About this task
What lines in this listing contain the string "black"? Report each one by copying it.

(Dataset records Opens)

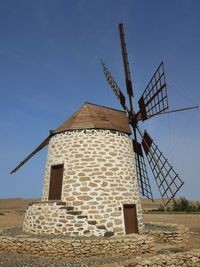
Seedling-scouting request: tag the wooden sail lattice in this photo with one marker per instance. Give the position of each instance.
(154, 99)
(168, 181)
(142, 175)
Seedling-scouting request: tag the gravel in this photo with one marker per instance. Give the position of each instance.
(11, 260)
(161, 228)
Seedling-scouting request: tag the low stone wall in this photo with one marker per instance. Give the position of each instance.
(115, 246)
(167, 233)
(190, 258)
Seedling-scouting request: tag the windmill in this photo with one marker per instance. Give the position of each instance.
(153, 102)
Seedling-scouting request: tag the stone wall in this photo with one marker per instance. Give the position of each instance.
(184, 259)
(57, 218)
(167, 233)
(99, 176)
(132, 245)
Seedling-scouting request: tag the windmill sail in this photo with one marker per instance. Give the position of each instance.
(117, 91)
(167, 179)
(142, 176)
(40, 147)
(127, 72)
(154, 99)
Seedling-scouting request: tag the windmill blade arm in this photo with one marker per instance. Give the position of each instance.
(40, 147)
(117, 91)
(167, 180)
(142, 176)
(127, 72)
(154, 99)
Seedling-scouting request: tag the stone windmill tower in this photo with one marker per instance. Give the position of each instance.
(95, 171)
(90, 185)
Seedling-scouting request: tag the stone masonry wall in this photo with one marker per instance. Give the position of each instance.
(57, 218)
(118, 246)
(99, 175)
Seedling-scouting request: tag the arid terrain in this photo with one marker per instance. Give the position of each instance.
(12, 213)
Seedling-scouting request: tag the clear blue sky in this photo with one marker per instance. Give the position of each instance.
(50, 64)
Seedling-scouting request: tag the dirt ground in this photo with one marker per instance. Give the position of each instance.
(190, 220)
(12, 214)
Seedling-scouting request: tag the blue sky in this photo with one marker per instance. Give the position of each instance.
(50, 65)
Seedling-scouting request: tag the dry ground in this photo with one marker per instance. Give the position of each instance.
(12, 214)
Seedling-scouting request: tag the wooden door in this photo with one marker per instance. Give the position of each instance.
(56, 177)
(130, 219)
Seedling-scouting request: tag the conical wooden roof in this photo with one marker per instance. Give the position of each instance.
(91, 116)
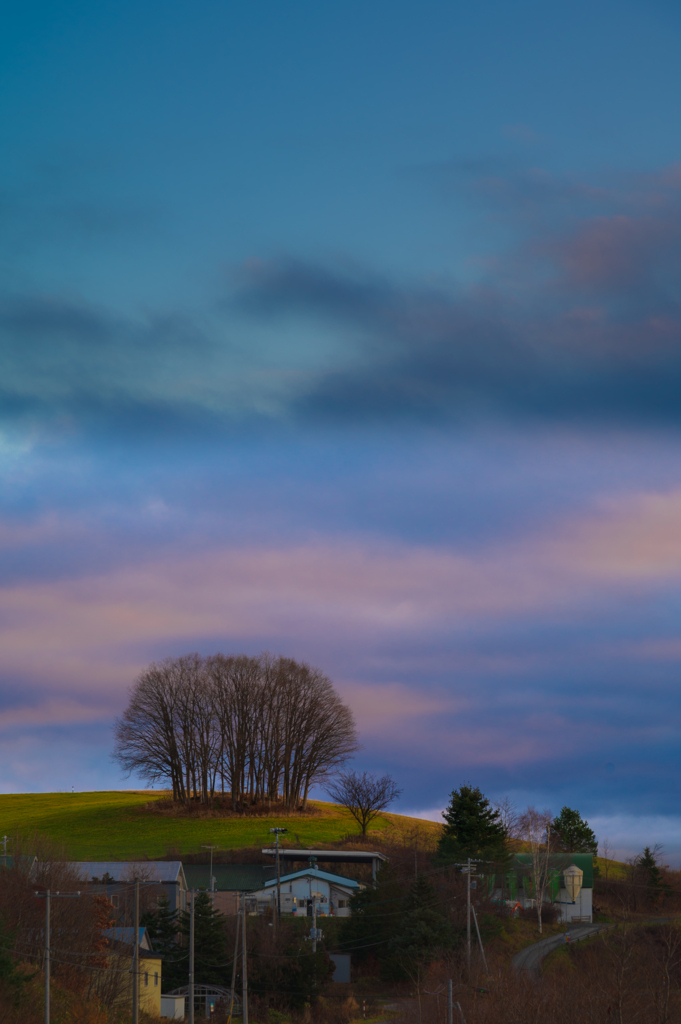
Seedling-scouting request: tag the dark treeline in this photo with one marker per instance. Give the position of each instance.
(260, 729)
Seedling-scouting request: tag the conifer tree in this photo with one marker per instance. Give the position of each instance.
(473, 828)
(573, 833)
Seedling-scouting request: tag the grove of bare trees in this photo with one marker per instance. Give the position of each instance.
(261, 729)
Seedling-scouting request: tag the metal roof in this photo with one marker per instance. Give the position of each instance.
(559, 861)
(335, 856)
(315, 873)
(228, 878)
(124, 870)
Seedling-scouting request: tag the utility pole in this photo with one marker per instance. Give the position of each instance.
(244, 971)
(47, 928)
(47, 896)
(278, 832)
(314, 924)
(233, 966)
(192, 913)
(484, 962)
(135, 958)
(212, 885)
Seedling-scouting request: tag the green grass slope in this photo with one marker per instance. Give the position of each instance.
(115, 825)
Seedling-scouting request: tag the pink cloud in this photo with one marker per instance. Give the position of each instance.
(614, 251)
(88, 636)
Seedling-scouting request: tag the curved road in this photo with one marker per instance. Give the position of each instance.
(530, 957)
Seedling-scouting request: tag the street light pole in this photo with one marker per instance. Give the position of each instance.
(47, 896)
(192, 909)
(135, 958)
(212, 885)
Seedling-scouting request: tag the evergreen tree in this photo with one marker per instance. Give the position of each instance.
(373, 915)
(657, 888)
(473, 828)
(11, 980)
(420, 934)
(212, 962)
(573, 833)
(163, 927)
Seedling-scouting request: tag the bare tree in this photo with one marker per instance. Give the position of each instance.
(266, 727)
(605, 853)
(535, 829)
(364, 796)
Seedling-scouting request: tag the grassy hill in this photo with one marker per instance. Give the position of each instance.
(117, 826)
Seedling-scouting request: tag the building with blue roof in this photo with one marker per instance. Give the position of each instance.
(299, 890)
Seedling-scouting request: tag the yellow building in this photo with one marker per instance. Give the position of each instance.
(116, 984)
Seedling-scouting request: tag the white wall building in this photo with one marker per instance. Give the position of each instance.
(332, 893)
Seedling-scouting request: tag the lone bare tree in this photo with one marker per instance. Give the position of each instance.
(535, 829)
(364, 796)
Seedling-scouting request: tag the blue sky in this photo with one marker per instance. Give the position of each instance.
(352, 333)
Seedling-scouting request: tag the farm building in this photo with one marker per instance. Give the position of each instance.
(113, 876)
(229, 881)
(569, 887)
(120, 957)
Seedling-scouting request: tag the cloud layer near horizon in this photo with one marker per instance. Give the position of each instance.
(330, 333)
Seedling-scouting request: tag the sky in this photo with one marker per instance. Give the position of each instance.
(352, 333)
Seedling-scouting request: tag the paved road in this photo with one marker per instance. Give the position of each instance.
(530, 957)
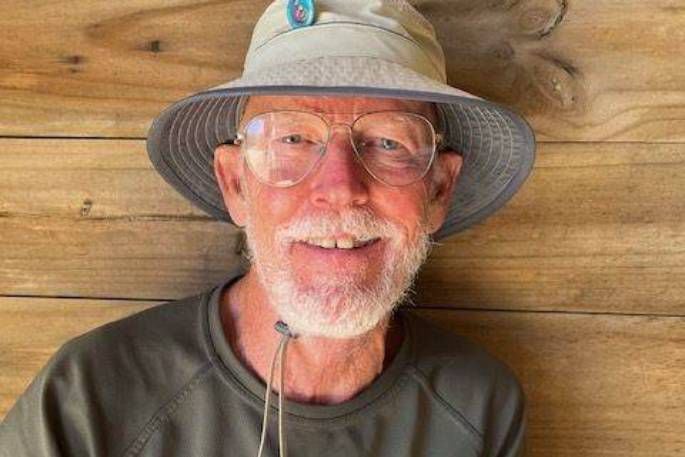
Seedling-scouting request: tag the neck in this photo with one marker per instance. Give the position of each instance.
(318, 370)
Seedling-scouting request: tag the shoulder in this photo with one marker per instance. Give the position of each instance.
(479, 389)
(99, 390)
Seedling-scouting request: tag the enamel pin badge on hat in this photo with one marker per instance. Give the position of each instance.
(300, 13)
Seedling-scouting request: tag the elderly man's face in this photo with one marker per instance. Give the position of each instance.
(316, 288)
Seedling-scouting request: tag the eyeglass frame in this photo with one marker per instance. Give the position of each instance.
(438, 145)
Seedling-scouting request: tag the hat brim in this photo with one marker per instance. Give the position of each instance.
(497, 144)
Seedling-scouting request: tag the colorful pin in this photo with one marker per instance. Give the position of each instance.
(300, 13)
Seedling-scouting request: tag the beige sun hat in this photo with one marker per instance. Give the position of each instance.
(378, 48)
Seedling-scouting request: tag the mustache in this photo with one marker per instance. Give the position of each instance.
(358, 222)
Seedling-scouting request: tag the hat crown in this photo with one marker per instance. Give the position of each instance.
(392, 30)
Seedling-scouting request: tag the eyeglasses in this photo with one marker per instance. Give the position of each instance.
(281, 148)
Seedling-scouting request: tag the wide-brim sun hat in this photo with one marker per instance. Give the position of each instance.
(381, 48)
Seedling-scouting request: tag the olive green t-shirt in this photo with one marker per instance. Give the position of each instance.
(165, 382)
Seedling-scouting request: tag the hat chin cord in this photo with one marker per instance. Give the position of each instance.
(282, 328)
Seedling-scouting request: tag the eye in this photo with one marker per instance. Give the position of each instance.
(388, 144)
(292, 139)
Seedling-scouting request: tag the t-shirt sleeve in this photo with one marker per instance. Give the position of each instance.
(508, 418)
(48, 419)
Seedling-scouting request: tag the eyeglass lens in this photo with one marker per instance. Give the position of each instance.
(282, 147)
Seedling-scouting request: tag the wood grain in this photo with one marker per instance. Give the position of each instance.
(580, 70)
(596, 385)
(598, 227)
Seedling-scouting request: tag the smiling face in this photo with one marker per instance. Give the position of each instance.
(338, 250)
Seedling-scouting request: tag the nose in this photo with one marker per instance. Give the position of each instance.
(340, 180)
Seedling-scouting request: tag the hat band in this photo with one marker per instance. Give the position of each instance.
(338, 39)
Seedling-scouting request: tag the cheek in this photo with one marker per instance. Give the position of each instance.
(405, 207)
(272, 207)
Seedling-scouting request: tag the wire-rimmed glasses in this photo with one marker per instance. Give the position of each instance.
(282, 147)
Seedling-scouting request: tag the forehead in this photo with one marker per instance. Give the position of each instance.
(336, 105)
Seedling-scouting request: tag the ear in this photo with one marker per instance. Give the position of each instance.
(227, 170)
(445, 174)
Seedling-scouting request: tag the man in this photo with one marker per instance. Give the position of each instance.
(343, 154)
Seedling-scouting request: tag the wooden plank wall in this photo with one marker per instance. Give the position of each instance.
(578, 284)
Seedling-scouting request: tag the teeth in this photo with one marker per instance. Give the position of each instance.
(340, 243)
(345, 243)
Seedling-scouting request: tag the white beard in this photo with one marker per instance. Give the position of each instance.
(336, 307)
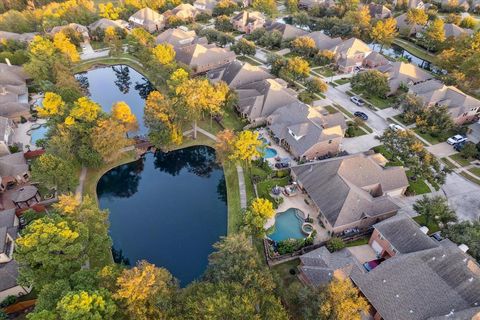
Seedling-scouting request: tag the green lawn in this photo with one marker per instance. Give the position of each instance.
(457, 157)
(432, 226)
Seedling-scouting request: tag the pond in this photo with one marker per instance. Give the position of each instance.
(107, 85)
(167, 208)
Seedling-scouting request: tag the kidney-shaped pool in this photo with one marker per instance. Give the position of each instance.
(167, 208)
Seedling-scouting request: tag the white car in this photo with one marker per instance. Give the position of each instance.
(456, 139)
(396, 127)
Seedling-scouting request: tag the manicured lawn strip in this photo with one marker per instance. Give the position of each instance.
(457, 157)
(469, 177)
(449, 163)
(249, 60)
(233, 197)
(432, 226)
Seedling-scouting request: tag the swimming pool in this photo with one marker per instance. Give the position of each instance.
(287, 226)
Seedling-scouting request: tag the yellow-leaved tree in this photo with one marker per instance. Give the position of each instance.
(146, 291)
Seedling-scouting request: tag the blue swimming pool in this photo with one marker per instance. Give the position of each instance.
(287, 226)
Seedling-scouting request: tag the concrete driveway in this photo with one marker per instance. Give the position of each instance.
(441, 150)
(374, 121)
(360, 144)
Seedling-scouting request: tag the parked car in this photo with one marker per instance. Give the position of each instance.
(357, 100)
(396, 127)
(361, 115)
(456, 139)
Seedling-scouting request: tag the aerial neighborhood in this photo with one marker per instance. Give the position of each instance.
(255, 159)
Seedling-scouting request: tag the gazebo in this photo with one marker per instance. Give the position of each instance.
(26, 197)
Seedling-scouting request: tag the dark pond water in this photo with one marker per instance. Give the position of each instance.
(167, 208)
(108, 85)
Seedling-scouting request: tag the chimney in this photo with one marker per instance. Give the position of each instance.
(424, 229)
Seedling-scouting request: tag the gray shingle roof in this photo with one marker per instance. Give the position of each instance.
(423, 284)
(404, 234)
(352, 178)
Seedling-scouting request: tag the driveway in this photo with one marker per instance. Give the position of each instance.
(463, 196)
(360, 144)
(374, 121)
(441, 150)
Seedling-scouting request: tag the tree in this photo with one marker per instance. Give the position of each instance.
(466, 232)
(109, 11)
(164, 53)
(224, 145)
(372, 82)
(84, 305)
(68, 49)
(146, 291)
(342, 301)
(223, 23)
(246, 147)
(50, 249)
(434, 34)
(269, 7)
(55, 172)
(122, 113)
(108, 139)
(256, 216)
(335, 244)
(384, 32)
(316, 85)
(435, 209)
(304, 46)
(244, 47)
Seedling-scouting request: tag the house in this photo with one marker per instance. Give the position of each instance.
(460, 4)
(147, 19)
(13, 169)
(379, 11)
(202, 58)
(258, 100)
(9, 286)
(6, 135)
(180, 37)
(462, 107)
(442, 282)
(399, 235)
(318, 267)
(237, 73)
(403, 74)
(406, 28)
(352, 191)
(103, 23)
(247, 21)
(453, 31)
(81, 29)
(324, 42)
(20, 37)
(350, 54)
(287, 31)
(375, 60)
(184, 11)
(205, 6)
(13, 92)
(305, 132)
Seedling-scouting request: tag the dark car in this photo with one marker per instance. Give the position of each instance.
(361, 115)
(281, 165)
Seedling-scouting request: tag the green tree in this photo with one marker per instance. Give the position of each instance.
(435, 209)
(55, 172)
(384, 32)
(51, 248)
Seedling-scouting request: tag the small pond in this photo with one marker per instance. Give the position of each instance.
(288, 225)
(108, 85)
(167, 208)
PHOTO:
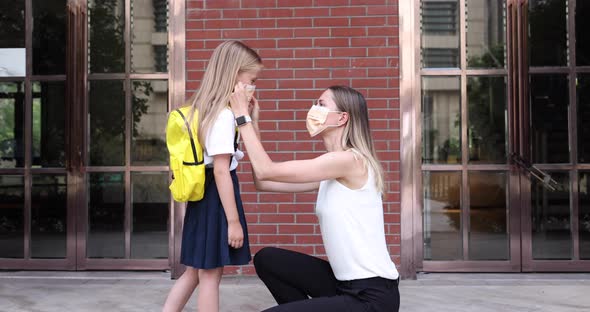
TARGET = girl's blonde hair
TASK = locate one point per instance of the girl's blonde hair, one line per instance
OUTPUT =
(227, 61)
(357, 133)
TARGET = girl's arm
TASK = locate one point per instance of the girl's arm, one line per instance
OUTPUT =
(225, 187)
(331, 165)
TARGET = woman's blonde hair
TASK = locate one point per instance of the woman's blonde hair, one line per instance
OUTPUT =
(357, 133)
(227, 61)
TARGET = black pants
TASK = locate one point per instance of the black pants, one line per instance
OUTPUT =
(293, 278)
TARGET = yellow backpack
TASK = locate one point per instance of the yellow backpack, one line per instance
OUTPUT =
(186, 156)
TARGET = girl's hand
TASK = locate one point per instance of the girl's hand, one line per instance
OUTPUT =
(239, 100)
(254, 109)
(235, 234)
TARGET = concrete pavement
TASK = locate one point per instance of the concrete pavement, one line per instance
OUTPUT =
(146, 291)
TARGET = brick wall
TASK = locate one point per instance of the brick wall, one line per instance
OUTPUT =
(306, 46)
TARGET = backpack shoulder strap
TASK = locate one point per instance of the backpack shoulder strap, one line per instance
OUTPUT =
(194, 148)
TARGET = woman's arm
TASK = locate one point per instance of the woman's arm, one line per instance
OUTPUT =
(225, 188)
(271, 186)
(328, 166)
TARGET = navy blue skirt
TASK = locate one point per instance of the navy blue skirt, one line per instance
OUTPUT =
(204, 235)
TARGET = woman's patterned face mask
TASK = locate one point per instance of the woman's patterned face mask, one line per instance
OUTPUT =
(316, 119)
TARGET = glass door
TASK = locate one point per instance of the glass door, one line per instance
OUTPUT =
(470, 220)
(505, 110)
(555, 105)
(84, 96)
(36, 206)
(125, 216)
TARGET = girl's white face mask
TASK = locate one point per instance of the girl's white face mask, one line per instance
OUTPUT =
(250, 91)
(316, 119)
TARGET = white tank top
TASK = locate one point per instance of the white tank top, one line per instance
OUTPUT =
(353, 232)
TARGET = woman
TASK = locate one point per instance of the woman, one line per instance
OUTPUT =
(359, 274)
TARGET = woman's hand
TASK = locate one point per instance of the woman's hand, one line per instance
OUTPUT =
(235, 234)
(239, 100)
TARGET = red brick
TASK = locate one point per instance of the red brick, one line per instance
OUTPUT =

(Dataset records Closes)

Exercise output
TARGET = black pants
TASK = locate one point per instance of the black pants, one line per instance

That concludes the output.